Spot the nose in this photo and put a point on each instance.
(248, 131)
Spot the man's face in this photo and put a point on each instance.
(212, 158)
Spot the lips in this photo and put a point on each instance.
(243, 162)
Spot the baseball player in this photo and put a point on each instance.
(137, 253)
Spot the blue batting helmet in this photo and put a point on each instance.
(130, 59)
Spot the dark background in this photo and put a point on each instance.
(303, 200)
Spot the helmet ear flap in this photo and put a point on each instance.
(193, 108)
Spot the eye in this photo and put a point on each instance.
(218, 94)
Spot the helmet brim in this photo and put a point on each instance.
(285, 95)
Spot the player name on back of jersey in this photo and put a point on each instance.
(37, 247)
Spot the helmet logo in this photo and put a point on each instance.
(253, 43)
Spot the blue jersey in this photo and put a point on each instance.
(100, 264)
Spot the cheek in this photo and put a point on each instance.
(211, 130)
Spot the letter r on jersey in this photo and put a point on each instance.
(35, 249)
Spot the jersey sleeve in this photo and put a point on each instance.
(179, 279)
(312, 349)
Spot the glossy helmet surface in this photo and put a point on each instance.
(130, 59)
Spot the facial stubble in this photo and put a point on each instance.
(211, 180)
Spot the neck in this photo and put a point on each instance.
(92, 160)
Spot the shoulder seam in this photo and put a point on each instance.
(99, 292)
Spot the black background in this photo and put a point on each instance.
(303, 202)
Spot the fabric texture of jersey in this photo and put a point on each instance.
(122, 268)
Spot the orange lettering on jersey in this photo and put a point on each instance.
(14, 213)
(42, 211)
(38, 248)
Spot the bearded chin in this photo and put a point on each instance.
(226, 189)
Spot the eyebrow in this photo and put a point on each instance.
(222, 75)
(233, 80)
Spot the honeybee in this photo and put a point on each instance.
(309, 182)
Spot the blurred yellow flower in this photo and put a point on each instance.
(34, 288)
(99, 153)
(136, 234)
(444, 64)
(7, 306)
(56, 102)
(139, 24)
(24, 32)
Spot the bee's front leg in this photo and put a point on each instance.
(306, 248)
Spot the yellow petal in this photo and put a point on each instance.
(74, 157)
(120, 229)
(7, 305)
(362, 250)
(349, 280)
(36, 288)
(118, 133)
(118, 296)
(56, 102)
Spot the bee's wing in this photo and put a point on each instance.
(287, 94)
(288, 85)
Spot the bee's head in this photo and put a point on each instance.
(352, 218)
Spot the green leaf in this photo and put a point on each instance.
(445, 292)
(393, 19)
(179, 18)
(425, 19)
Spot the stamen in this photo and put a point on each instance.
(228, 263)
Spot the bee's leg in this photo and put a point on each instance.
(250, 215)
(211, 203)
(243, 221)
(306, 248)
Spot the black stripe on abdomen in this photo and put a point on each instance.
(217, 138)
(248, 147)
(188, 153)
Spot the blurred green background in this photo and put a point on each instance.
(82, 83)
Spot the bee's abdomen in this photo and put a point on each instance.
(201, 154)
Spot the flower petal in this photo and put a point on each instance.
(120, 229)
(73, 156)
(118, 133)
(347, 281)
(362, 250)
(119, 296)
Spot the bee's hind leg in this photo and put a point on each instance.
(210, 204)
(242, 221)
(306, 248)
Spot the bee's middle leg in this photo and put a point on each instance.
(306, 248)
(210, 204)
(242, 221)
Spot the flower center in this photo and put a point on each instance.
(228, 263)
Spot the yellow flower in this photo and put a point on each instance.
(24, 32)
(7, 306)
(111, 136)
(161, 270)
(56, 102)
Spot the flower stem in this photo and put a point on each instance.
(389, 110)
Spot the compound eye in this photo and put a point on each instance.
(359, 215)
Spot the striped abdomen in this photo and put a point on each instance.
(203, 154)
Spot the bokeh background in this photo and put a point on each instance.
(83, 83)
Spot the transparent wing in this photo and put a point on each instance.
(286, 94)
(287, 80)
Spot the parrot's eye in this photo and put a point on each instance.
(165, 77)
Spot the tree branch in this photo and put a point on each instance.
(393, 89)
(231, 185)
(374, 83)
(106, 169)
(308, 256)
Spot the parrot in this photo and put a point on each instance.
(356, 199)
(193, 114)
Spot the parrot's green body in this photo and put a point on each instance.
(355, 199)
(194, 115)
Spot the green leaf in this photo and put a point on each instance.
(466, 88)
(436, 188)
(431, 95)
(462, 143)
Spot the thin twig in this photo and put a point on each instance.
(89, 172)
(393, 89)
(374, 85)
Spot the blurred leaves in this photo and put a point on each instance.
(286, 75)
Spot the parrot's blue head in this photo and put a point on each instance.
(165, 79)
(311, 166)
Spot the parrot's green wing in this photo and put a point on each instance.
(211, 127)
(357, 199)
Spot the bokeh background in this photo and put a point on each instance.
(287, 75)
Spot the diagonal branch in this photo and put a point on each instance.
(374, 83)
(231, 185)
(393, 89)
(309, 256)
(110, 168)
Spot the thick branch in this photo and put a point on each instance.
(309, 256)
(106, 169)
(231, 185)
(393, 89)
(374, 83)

**Task details:**
Quote the lines of the listing above that run from the line with "Spot the transparent" through its last line, both included, and nothing else.

**Problem solution:**
Spot the transparent wing in this photo and put a point on each instance.
(286, 94)
(287, 80)
Spot the parrot's eye in this photo and put a point on each instance.
(165, 77)
Spot the tree branch in this photo and put a point on each instance.
(393, 89)
(231, 185)
(374, 83)
(106, 169)
(308, 256)
Spot the parrot in this photo and put a point on each instance.
(356, 199)
(193, 114)
Spot the parrot's green body in this photo and put a point on each instance.
(355, 199)
(194, 115)
Spot the green leaf in this photo and put a point on each instance.
(466, 88)
(436, 188)
(431, 95)
(462, 143)
Spot the thin twig in this photo and put a point on each instance.
(89, 172)
(393, 89)
(374, 85)
Spot the blurred leaves in this photo and put a point on each instance.
(286, 75)
Spot the parrot's blue head in this photo and put a point on each instance.
(165, 79)
(311, 166)
Spot the parrot's green wing in this photo and put a point on each instance.
(211, 127)
(357, 199)
Spot the bokeh background in this photo and put a point on each instance.
(287, 75)
Spot the diagonal branch in this photo and put a point on each instance.
(374, 83)
(231, 185)
(393, 89)
(309, 256)
(110, 168)
Spot the thick branch in this photo and put a point on each instance.
(309, 256)
(106, 169)
(231, 185)
(393, 89)
(374, 83)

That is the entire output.